YOUR OBJECTIVE — Each line of the data should be given again exactly.

PROVIDED DATA —
━━━━━━━━
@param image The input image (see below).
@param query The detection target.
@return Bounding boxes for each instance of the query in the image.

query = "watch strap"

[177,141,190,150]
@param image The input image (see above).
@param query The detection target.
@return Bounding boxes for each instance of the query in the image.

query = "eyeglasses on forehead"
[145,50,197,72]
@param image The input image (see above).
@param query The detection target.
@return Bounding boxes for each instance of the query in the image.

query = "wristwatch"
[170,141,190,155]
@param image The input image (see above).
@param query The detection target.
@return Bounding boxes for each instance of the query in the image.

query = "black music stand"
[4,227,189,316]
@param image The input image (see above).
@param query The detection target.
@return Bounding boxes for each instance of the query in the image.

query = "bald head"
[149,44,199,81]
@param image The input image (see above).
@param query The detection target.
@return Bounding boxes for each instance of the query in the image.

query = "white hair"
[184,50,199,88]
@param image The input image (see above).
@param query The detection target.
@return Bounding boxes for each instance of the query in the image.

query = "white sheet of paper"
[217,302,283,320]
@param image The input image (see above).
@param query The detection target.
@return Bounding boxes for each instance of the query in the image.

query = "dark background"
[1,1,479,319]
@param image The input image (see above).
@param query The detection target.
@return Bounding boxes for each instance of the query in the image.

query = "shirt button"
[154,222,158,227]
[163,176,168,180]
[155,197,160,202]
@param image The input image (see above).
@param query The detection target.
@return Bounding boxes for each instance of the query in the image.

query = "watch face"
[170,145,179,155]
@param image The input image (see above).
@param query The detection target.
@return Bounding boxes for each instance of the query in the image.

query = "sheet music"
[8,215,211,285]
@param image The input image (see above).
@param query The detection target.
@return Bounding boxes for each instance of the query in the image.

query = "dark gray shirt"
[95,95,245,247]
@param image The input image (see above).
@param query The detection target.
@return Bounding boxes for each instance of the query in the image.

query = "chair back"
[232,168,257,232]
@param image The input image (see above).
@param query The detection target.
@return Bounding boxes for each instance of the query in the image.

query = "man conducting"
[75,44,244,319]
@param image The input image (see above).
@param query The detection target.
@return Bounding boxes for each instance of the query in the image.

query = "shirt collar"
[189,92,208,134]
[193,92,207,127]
━━━━━━━━
SOLVED EXERCISE —
@param image The input image (see below).
@param query The detection target.
@return Bounding boxes for each instance of the query in the image.

query = "watch strap"

[177,141,190,150]
@param image The input image (see above).
@param query The detection target.
@return Bounding boxes for each instance of the query in the image.

query = "eyeglasses on forehead"
[145,50,197,72]
@param image The input image (see above).
@param query The detection target.
@return Bounding boxes for each instance of the query in the image.

query = "wristwatch"
[170,141,190,155]
@param image The input image (see above).
@param query The detection target.
@return Bounding boxes for each instance of the query in the image.

query = "black music stand"
[4,227,189,316]
@param image The input image (see above).
@param query The detection target.
@return Bounding boxes for each instance of the query in the image.

query = "bald head"
[149,44,199,81]
@param image The input image (see above).
@param query The detection target.
@return Bounding boxes for each instance of the query in the image.

query = "white hair"
[184,50,199,88]
@param image The input image (see above).
@param query The detection target.
@return Bounding boxes for each instance of the query in the image.

query = "white sheet of paper"
[217,302,283,320]
@param image The input image (see above).
@param query The detection target.
@return Bounding boxes for each instance of the query in the image.

query = "dark background"
[1,1,479,319]
@param image The input image (see above).
@param query The detection target.
@return Bounding boxes for each instance of the query in the image.

query = "shirt button"
[154,222,158,227]
[163,176,168,180]
[155,197,160,202]
@param image The input image (see above).
@param query The detection target.
@return Bounding boxes for each instance of the query in the image.

query = "watch face"
[170,145,179,155]
@param image The input image (see above).
@param query The detection target.
@return Bounding boxes for each instance of the query in the image.

query = "sheet music"
[8,215,211,285]
@param image The input image (see above).
@param query The detection target.
@return Bounding boxes for each instance of the query in the image.

query = "dark gray shirt"
[95,95,245,247]
@param image The input image (see above).
@param query The detection target.
@return Bounding boxes for each instance of the query in the image.

query = "chair back"
[232,168,257,232]
@param image The input image (see above).
@param query The detection target.
@return Bounding boxes for each instance of the query in the image.

query = "man conducting"
[75,44,244,319]
@param image The input image (see above).
@param query The detection target.
@return Bounding boxes for each instance of the query in the image.

query = "shirt collar"
[189,92,208,134]
[193,92,207,127]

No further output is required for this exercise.